Table 4 Outcome of Models in Overall and Subgroup Analyses

Given the imbalanced distributions of positive events in both datasets, for high-risk patients, positive predictive values (PPV) were relatively low: 65.6% and 22.4% for Pytorch_EHR and 63.6% and 17.5% for LGBM in MHHS and MIMIC-IV datasets, respectively. However, negative predictive values (NPV) were high: 90.3% and 98.9% for Pytorch_EHR and 89.7% and 98.8% for LGBM in MHHS and MIMIC-IV datasets, respectively. For low-risk patients, PPV was low: 37.6% and 3.0% for Pytorch_EHR and 33.5% and 2.9% for LGBM in MHHS and MIMIC-IV datasets, respectively. However, NPV were particularly high: 98.6% and 99.8% for Pytorch_EHR and 98.5% and 99.8% for LGBM in MHHS and MIMIC-IV datasets, respectively.

Fig. 1 shows the cumulative incidence curve of MRSA-positive cultures over two weeks from the index culture. In both datasets, our model clearly differentiated the patients with high and low risks of MRSA-positive cultures. The cumulative incidence of MRSA-positive cultures in the MRSA group in the MHHS dataset was 61.2%, whereas the incidence in the MIMIC-IV dataset was approximately 18.2%. The low incidence in MIMIC-IV despite a high risk was likely due to the overall incidence of positive MRSA cultures in the MIMIC-IV dataset.

Fig. 1: Cumulative Incidence Curve of Positive MRSA Over Two Weeks in the MHHS and MIMIC-IV Datasets.
figure 1

a and b show cumulative incidence of MRSA cultures in Memorial Hermann Hospital System (MHHS) and Medical Information Mart for Intensive Care (MIMIC)-IV datasets, respectively. Both figures were generated based on the risk predicted by our model in test datasets. Given the significant imbalance in the MIMIC-IV dataset, even high-risk patients achieved 20% positivity compared to the MHHS dataset. In contrast, the low-risk patient group had fewer false negatives. The shaded area in the graph represents the 95% confidence intervals. MHHS Memorial Hermann Hospital System, MIMIC Medical Information Mart for Intensive Care, MRSA Methicillin Resistant Staphylococcus aureus.

AUROC curves over multiple index events were evaluated in MHHS and MIMIC-IV test datasets. (See Supplementary Fig. 10) When evaluated on patients with only the first event in MHHS dataset, LGBM model performance was better than that of PyTorch_EHR and LR models. However, when evaluated on patients who had repeated events, i.e., a longer duration of observation in the dataset, PyTorch_EHR model performance improved significantly and sustained superiority against the LR and LGBM models. Similar results were obtained for the MIMIC-IV dataset, with a longer duration of observation providing better performance in the PyTorch_EHR model.

→ Referring expression data based on photos:
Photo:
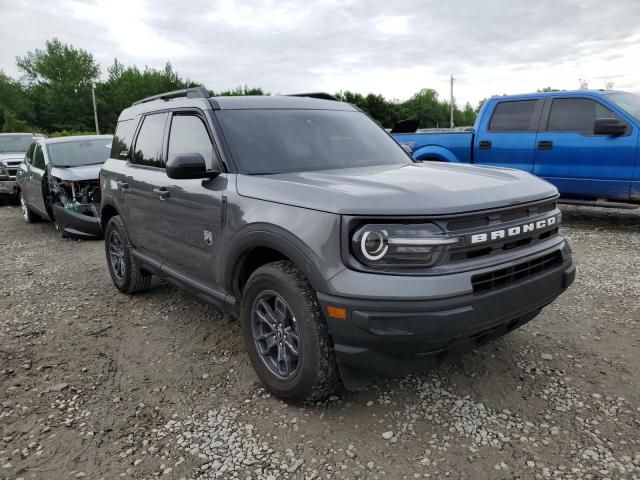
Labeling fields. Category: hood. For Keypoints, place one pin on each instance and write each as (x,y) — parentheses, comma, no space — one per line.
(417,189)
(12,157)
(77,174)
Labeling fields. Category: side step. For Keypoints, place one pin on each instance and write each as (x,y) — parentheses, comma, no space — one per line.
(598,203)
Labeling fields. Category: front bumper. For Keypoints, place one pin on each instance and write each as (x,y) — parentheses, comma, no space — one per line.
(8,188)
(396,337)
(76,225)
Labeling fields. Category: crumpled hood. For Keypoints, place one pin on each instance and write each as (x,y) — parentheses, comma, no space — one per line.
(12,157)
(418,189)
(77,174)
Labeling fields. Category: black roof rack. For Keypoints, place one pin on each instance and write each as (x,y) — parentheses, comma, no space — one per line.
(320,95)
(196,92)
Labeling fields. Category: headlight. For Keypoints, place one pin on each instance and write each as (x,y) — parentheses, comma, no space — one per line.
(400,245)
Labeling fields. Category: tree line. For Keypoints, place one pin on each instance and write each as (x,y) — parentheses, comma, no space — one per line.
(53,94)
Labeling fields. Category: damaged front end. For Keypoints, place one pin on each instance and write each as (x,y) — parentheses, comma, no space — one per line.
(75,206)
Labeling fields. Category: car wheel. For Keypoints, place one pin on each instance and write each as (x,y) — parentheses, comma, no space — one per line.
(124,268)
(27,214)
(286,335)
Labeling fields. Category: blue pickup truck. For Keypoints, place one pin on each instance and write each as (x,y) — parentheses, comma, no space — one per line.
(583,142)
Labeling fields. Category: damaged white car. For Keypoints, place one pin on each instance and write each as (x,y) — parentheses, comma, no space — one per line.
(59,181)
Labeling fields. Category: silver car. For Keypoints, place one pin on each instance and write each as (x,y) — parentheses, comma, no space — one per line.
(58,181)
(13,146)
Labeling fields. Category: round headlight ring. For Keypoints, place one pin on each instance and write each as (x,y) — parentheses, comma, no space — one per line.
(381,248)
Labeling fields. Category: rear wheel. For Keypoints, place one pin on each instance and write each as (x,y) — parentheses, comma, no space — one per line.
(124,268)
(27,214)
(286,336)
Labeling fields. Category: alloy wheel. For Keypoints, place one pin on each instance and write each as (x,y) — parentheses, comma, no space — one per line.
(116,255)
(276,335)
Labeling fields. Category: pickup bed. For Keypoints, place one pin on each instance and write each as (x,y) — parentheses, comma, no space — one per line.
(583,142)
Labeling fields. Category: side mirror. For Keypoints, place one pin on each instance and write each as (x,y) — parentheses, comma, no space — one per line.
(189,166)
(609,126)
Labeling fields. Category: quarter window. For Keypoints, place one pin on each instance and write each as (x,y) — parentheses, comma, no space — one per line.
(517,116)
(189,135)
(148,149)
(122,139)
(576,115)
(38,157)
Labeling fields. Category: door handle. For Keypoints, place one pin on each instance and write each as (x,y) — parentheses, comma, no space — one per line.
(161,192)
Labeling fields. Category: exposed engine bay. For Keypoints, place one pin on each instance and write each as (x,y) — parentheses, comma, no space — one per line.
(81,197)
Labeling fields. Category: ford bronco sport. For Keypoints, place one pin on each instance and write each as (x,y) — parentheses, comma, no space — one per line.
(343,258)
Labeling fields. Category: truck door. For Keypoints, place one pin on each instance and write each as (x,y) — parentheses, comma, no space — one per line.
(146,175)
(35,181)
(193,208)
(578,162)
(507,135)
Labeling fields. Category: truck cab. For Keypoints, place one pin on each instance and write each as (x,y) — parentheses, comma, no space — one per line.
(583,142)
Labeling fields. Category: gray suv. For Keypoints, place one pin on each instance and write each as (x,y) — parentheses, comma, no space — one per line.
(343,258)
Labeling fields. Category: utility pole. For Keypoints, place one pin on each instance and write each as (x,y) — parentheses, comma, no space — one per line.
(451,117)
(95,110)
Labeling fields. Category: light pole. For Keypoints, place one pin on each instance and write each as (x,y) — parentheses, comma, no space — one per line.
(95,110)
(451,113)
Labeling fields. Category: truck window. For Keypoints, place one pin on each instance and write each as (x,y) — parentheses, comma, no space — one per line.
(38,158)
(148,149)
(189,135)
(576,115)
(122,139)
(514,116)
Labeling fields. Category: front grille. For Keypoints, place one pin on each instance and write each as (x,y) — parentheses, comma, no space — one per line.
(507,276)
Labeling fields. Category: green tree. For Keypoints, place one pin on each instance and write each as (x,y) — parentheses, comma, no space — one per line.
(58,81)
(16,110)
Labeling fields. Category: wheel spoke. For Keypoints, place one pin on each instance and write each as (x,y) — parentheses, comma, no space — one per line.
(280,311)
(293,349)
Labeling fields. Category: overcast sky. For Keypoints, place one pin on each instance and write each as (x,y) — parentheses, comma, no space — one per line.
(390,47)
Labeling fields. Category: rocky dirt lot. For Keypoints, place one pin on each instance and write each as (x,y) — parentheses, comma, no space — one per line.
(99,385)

---

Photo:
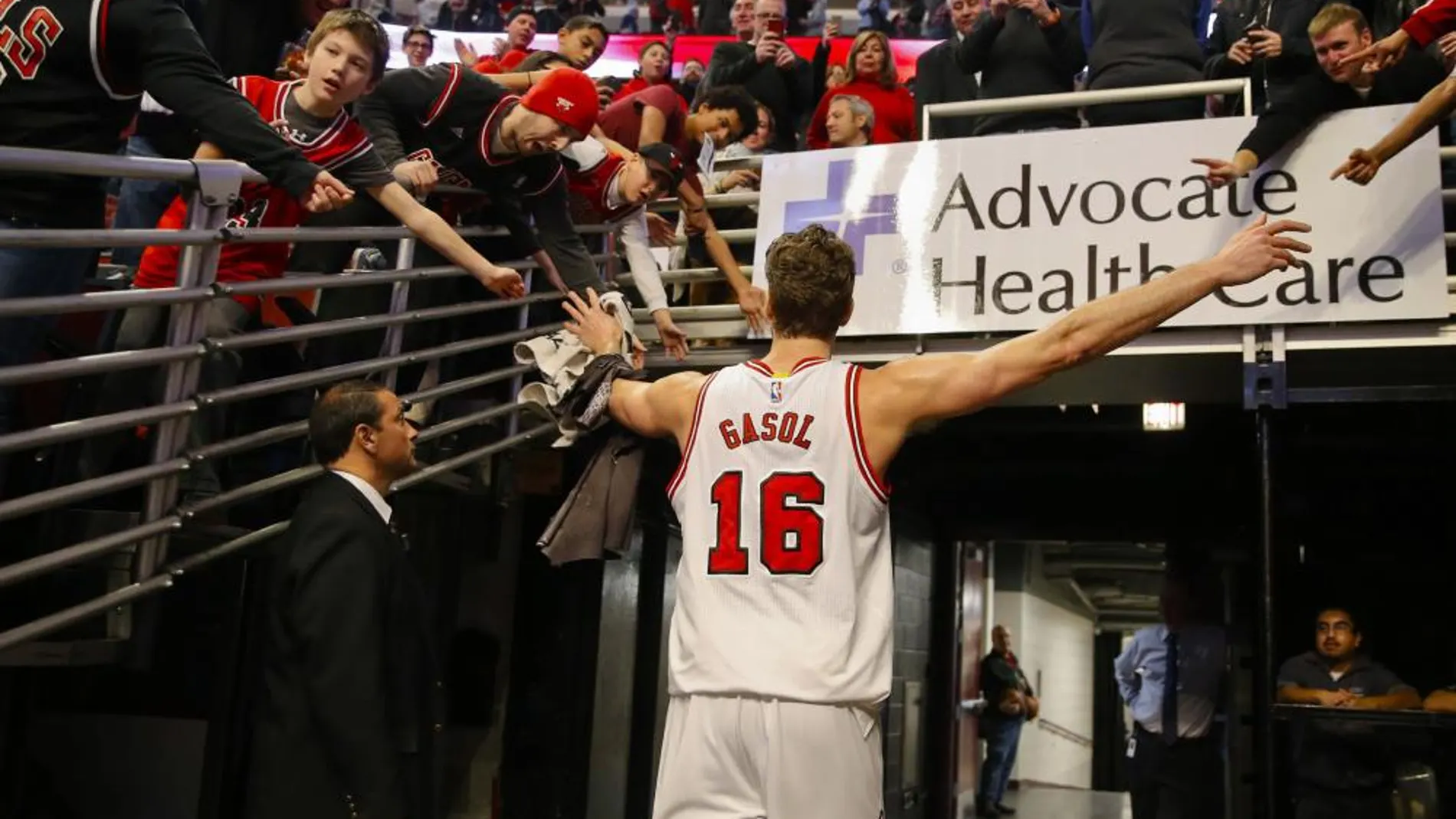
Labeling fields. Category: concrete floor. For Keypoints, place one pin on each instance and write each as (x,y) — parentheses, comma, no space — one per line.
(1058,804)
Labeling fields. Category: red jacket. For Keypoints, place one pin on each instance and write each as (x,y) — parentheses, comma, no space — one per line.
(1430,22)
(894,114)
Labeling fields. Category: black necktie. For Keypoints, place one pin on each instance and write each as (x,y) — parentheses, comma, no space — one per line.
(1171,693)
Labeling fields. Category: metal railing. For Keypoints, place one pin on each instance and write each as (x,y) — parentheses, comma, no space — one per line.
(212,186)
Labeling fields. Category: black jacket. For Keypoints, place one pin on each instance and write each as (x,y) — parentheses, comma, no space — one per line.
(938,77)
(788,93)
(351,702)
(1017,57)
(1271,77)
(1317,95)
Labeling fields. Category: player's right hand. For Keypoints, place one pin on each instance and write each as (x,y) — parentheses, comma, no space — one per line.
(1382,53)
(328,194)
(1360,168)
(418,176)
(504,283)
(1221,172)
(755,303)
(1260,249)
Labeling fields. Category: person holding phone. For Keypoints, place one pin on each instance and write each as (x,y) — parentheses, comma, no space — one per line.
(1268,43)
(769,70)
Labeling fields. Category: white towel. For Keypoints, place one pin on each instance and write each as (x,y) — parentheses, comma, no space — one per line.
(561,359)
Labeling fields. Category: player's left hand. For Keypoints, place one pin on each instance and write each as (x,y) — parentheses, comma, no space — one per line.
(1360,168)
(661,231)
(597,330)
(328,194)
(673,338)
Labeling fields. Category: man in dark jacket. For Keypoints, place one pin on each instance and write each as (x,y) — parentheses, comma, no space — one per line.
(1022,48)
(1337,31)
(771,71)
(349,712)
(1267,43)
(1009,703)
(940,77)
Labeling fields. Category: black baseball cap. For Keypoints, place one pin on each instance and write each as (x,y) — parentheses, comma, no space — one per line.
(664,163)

==

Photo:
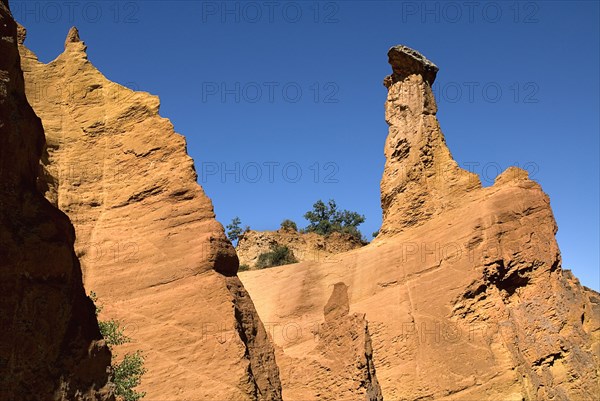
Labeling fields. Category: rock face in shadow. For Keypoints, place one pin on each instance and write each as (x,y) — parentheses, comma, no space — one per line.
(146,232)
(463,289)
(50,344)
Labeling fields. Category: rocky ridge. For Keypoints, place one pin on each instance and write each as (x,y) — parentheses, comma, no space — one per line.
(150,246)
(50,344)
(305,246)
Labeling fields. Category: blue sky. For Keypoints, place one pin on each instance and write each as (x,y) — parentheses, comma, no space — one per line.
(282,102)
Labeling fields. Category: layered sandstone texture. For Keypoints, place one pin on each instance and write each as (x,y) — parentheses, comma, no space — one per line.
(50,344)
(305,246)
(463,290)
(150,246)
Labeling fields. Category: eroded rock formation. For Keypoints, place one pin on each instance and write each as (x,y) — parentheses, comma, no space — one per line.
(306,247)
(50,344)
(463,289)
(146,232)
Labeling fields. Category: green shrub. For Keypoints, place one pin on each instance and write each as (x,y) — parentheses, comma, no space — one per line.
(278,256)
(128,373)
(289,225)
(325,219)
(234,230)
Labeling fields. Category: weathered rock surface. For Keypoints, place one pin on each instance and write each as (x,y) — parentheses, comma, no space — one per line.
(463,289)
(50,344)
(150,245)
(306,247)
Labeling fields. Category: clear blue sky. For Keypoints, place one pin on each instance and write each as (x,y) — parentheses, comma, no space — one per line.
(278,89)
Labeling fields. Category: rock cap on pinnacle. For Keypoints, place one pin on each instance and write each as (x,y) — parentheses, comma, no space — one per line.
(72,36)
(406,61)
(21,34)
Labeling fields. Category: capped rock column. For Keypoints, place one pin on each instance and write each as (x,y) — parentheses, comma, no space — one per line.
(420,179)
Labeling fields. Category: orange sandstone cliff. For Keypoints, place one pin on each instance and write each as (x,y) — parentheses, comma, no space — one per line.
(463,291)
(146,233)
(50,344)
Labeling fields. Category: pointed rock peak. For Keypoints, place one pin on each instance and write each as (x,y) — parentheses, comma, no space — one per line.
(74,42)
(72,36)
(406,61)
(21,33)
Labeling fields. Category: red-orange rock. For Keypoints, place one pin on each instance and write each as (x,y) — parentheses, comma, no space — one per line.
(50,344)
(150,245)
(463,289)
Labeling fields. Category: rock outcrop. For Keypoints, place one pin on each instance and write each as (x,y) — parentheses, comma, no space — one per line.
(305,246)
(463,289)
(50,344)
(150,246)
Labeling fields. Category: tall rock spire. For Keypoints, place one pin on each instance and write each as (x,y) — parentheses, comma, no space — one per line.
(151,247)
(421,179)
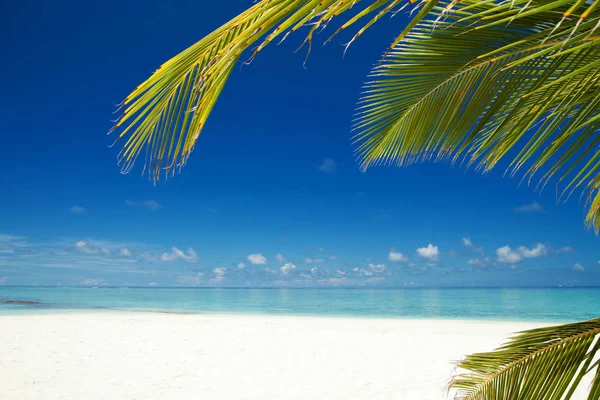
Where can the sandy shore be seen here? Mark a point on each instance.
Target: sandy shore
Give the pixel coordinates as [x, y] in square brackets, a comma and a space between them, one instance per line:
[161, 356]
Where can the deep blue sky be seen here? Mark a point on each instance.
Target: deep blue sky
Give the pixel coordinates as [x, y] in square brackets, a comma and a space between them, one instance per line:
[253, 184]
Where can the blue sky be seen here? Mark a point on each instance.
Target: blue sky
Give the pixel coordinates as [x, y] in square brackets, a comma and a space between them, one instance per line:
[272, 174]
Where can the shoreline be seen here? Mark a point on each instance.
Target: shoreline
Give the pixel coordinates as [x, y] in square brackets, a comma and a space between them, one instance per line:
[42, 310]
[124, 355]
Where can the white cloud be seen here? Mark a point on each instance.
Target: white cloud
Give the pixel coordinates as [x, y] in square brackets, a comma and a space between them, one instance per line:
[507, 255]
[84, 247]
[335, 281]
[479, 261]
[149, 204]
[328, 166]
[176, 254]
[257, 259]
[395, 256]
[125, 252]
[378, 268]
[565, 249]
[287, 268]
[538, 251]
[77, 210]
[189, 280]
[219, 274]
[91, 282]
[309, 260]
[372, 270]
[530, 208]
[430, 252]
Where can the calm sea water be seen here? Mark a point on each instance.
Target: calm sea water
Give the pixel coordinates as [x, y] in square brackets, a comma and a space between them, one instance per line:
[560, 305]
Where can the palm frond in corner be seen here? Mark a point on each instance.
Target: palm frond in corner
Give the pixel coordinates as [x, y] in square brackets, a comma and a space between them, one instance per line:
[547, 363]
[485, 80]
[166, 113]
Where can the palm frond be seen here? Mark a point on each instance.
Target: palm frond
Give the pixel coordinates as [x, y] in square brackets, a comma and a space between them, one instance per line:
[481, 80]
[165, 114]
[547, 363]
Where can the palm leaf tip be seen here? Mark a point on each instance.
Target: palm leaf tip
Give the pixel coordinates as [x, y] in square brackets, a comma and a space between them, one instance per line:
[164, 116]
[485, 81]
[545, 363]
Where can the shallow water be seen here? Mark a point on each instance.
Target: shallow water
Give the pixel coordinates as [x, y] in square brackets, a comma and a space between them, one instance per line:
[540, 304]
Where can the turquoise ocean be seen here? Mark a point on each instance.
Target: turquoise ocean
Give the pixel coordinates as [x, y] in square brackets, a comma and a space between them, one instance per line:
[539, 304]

→ Aim of the task: Continue the passage on MRSA culture prediction models, starting after its last sentence.

→ Output for this task:
Potential clinical impact

Table 5 summarizes the potential clinical impact of the PyTorch_EHR model. In patients predicted as low risk, our model exhibited NPV of 98.6% and 99.8% in MHHS and MIMIC-IV datasets, respectively. In addition, among those low-risk patients who had true negative results, MRSA-specific antimicrobials were given by treating clinicians in 21.6% (1505/6975) and 2.3% (1069/45,533) of events, which translated to 7949 and 1397 doses of MRSA-specific antimicrobials in MHHS and MIMIC-IV, respectively. The main antimicrobials used for those patients were vancomycin (6833 and 1254 doses in MHHS and MIMIC-IV, respectively), followed by linezolid (852 and 88 doses) and daptomycin (264 and 55 doses). Further, 1.4% (98/6,975) and 0.2% (108/45,533) events were false negatives in our model. Among them, only 0.3% (23/6,975) and 0.04% (27/45,533) events received MRSA-specific antimicrobials, which could be missed by our model.

Table 5 Potential Clinical Impact of the PyTorch_EHR Model

In high-risk patients, our model exhibited PPV of 65.6% and 22.4% in MHHS and MIMIC-IV datasets, respectively (Supplementary Table 4). The model predicted 12% (1437/11,922) and 1.2% (957/78,548) of events as high risk. Among high-risk groups, patients did not receive any MRSA-specific antimicrobials in 34.6% (497/1437) and 19.7% (189/957) of events in MHHS and MIMIC-IV datasets, respectively. On the contrary, with our model’s high-risk prediction, 15.8% (227/1437) and 71.1% (671/957) events may receive unnecessary MRSA-specific antimicrobials (potential harm from our model).

Finally, we evaluated the performance of our model in patients who had MRSA bacteremia. As summarized in Tables 5, 31.8% (457/1437) and 7.3% (70/957) of high-risk events in MHHS and MIMIC-IV datasets, respectively, had MRSA bacteremia. These rates were much higher than the rates in low-risk events in MHHS (0.5%; 32/6975) and MIMIC-IV (0.04%; 35/48,455). Based on these findings, high-risk group had 69.3 and 101.2 higher relative risk of MRSA bacteremia compared to low-risk patient group. In addition, our model identified 58.0% (265/457) and 50.0% (35/70) of high-risk patients with true MRSA bacteremia did not receive MRSA-specific antimicrobials, considered “optimal” antibiotics for MRSA bacteremia, within 12 h of the index cultures.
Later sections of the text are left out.